***** INPUT DATA *****
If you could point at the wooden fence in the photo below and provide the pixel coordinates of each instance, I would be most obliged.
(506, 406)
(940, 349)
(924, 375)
*****
***** INPUT DATA *****
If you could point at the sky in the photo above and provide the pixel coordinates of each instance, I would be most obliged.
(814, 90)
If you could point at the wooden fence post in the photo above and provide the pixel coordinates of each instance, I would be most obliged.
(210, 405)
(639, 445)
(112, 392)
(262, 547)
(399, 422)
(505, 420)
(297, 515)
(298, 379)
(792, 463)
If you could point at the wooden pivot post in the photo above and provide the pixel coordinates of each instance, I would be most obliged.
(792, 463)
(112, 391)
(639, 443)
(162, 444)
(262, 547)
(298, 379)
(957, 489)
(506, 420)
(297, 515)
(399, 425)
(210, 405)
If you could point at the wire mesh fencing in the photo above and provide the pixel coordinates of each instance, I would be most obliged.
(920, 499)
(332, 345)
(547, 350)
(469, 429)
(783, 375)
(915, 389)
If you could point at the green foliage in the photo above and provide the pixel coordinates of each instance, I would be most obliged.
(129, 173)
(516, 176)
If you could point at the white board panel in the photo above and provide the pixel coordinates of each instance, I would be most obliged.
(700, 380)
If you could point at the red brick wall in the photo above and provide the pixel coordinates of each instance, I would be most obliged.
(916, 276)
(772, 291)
*****
***** INPUT DATA *****
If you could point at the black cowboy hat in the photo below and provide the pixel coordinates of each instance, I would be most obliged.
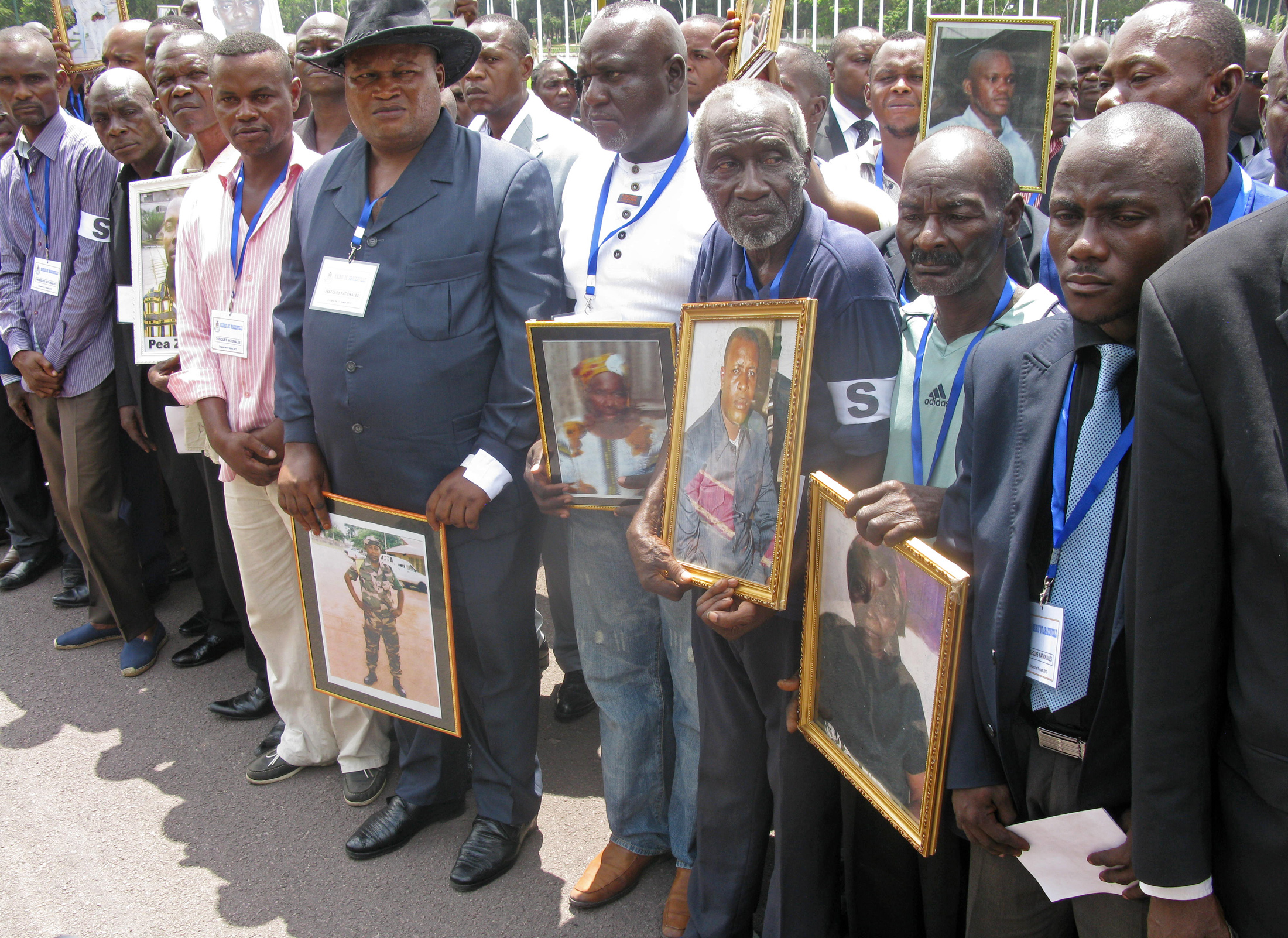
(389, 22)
*****
• _DIRECTIVE_
Locate every line in the material above that contains the word "pixel", and copy each of those lines in full.

• _CORRECT ANSWER_
If you could point at the wooden fence in the photo below and provide the pixel coordinates of each instance, I would be most obliged.
If you could point at the sky in the photo above and provide the pixel coordinates of each instance, I would be most obliged.
If you could point at the wooden fence post in the photo above and provide the pixel coordinates of each instance, I would be most obliged.
If you could point at the wooden pivot post in the photo above and provide the pixel coordinates of each instance, I would be most obliged.
If you could point at the wire mesh fencing in the photo above and provide the pixel coordinates of each instance, I would be most obliged.
If you could point at the green foliage in the photo above and provide the pixel coordinates of each instance, I would be most obliged.
If you could point at the white board panel in the photo above and provide the pixel coordinates of each instance, I would be most obliged.
If you could point at the red brick wall in the photo above and provide the pixel coordinates of each instance, I would be most obliged.
If you could point at the black cowboy hat in the photo below and provide the pixel coordinates of each instance, I would be most obliged.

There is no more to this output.